(Coordinate labeling data)
..........
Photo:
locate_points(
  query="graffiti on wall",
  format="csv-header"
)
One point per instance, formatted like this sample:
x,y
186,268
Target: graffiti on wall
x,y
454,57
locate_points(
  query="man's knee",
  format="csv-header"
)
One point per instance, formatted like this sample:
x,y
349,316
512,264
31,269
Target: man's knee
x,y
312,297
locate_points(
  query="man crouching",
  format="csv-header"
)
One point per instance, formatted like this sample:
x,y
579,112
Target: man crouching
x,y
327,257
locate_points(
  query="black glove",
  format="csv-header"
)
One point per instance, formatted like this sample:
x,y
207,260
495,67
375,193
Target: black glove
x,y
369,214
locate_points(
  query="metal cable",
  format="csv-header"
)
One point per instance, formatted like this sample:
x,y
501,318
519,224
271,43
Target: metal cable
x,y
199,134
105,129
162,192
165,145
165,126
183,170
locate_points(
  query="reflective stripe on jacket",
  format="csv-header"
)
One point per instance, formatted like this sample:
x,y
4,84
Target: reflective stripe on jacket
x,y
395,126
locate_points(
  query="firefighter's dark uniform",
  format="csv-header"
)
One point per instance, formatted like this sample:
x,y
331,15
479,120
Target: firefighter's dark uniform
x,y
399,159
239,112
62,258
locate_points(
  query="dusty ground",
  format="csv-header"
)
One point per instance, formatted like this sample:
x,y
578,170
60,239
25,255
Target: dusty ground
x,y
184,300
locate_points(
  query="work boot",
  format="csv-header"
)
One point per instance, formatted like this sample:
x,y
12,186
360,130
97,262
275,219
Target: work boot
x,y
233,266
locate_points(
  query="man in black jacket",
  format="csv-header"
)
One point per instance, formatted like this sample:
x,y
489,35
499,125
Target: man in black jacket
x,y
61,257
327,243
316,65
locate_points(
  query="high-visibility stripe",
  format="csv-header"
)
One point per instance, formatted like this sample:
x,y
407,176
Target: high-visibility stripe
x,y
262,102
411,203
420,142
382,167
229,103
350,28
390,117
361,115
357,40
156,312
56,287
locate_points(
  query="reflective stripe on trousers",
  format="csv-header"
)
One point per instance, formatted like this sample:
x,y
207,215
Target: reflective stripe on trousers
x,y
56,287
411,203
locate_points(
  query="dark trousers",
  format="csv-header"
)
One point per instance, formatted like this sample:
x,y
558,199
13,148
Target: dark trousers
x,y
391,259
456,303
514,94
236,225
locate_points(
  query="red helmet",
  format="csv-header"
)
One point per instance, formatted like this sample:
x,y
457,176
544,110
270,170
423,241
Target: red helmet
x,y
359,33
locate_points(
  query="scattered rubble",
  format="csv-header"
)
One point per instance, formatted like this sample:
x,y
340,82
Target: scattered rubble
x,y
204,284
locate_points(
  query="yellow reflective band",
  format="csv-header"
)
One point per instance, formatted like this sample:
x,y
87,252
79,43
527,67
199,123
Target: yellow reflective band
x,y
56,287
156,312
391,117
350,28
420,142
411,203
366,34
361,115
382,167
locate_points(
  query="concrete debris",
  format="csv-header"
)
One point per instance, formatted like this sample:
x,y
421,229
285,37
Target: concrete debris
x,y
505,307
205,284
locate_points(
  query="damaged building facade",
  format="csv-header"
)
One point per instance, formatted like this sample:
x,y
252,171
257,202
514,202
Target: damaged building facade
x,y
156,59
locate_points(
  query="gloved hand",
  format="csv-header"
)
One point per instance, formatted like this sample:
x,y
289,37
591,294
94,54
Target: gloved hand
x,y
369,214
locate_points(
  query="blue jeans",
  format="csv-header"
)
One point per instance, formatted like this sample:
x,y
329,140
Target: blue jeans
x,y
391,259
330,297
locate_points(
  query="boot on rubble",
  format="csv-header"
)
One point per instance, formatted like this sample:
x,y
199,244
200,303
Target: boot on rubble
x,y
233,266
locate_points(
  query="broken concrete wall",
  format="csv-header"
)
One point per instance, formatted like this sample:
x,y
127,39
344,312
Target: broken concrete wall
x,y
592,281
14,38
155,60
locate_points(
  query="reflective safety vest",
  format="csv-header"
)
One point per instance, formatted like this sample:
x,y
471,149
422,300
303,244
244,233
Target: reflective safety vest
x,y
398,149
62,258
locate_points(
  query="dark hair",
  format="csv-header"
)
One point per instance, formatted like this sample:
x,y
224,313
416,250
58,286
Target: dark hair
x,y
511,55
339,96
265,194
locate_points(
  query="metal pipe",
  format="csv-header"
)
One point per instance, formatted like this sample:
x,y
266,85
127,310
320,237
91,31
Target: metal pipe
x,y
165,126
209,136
..........
» Written request:
Pull out every line in the entries above that contains the word "damaged". Uppercase and lowercase letters count as different.

» Exercise output:
  query="damaged building facade",
Target: damaged building facade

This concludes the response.